Exercise requirements
Copy out the entries below word for word, line by line, and leave the pictures out.

↓

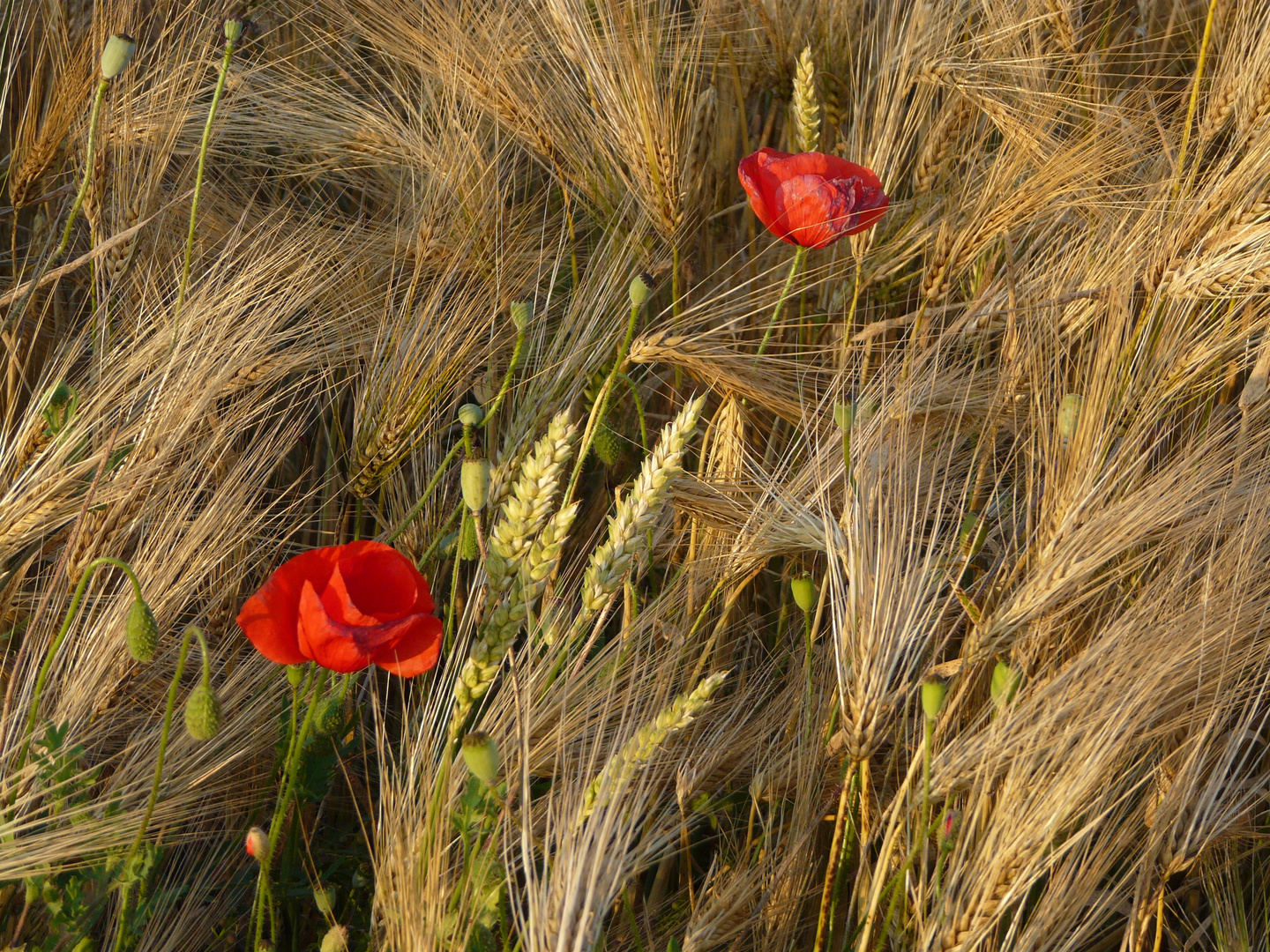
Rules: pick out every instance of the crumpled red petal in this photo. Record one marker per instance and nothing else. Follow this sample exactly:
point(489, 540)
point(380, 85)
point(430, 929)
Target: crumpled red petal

↑

Completed task
Rules: pick out every instance of the crumpled red petal in this photo. Record one marker per instance and nothing else. Follow this sample exactly:
point(489, 540)
point(380, 85)
point(430, 929)
Target: crumpled red petal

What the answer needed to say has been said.